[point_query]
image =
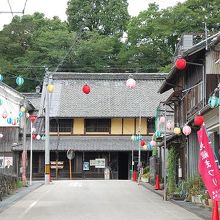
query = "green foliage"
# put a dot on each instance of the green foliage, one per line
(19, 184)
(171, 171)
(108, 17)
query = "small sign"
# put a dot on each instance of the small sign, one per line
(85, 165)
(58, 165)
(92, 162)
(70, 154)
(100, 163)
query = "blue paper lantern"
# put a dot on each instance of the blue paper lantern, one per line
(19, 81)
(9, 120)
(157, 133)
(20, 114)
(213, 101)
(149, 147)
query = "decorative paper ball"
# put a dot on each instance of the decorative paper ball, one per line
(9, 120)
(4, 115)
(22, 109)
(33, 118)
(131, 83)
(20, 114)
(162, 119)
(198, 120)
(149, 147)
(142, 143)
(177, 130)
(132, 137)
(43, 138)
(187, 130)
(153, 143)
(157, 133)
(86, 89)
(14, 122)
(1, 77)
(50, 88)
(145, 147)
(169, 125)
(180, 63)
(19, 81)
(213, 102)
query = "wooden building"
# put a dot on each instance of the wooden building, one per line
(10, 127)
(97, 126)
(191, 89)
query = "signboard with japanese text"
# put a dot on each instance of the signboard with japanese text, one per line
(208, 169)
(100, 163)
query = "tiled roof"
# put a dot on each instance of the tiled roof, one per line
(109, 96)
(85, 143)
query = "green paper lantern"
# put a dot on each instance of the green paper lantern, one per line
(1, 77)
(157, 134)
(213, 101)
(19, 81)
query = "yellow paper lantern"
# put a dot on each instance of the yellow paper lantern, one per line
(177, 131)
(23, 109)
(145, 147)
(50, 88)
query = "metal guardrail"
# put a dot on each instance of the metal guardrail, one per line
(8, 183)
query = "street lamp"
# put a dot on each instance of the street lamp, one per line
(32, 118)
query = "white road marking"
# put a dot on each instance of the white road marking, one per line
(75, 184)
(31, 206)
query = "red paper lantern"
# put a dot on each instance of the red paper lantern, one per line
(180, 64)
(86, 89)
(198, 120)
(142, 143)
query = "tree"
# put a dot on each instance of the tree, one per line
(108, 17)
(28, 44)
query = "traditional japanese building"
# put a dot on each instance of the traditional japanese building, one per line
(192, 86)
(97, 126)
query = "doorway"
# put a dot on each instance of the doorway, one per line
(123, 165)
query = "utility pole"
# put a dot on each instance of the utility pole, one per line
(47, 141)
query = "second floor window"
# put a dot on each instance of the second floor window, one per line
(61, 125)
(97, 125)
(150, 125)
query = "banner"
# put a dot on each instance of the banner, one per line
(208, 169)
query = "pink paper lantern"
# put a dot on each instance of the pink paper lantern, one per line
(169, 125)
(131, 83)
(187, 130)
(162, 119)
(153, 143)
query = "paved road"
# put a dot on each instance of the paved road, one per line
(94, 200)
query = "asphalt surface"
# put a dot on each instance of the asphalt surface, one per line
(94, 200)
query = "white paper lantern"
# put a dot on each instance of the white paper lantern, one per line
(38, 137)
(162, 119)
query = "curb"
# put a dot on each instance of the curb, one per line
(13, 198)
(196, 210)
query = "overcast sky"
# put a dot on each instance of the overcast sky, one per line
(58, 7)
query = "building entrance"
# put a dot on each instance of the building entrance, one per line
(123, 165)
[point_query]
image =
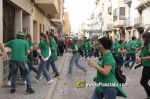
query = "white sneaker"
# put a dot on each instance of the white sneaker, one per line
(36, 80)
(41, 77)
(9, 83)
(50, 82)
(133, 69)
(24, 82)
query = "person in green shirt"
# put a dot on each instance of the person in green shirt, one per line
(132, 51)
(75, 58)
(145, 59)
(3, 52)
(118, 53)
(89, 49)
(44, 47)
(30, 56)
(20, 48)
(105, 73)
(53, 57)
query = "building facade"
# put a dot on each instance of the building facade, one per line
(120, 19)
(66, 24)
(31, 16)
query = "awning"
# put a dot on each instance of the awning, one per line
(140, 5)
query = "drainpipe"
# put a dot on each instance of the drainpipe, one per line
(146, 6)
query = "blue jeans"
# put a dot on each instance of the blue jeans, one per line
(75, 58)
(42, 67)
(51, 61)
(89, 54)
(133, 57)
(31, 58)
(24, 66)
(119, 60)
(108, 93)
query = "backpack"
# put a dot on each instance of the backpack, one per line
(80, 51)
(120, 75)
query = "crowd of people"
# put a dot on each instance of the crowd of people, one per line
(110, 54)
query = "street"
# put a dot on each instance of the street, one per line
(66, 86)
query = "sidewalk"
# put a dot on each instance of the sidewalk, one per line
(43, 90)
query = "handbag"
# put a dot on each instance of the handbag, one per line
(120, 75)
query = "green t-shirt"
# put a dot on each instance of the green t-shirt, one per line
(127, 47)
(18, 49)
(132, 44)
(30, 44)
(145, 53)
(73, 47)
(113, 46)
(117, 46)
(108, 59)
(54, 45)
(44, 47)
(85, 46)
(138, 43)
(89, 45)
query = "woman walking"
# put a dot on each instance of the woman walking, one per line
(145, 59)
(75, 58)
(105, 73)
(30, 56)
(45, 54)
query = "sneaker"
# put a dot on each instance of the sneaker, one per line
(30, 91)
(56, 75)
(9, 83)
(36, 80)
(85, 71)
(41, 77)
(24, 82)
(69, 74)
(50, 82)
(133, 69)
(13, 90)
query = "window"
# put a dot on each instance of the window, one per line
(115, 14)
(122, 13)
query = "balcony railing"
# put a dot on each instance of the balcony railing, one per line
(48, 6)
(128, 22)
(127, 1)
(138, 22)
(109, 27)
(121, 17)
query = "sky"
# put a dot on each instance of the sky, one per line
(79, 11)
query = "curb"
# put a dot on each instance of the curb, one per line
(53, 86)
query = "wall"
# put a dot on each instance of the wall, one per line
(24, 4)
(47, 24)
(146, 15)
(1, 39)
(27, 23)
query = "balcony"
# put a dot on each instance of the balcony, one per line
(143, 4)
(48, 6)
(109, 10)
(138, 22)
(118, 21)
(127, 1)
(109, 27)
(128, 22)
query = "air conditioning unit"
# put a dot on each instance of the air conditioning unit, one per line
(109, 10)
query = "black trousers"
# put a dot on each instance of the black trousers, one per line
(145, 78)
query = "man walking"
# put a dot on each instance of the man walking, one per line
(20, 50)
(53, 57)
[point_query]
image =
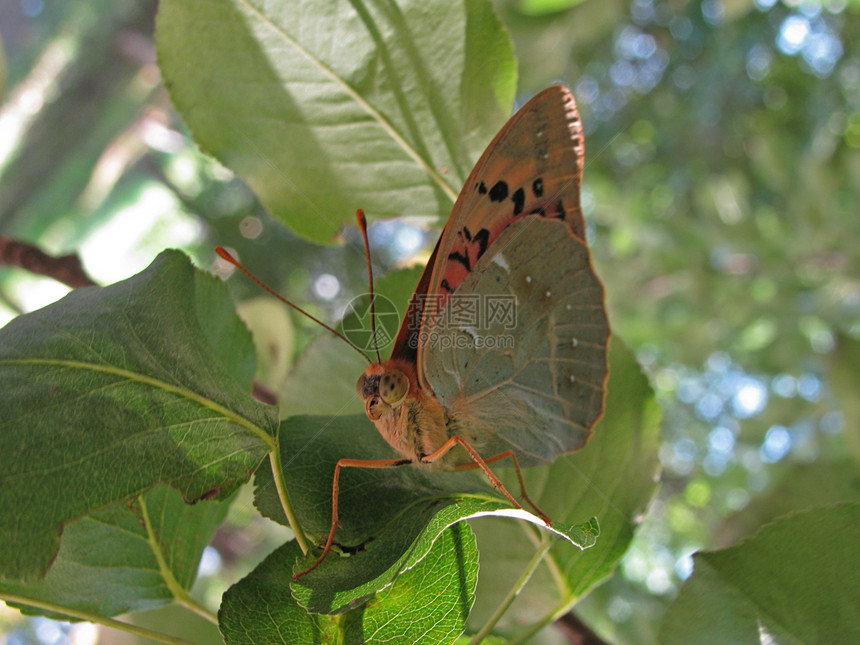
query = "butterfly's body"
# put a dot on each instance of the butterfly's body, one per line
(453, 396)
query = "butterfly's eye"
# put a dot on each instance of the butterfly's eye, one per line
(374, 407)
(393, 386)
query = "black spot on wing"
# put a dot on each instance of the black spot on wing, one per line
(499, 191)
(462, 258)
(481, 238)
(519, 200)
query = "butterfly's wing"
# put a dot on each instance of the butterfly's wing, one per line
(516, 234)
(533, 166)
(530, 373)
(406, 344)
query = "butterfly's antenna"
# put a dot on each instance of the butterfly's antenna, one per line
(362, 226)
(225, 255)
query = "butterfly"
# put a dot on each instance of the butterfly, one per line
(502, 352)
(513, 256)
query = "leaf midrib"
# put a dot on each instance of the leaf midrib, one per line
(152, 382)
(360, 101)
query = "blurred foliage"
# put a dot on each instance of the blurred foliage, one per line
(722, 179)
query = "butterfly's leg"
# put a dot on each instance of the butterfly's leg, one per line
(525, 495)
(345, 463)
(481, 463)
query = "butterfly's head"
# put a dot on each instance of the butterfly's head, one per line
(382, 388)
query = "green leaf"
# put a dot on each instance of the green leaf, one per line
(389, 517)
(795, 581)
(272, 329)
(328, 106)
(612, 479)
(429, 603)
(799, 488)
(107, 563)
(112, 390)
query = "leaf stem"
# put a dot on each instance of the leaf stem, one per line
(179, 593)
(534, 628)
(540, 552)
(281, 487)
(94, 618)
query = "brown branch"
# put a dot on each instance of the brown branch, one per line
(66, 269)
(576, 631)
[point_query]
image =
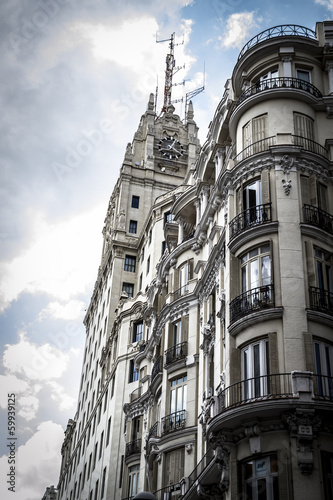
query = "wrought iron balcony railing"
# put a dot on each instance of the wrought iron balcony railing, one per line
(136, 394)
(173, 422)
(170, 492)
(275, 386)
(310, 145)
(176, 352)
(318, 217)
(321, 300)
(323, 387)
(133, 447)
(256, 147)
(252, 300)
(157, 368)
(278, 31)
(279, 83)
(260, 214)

※ ※ ※

Objective → Could you collect every line from the rows above that contains the word "trousers"?

Output for this exercise →
query = "black trousers"
# put a dot on each instance of the black trousers, one per line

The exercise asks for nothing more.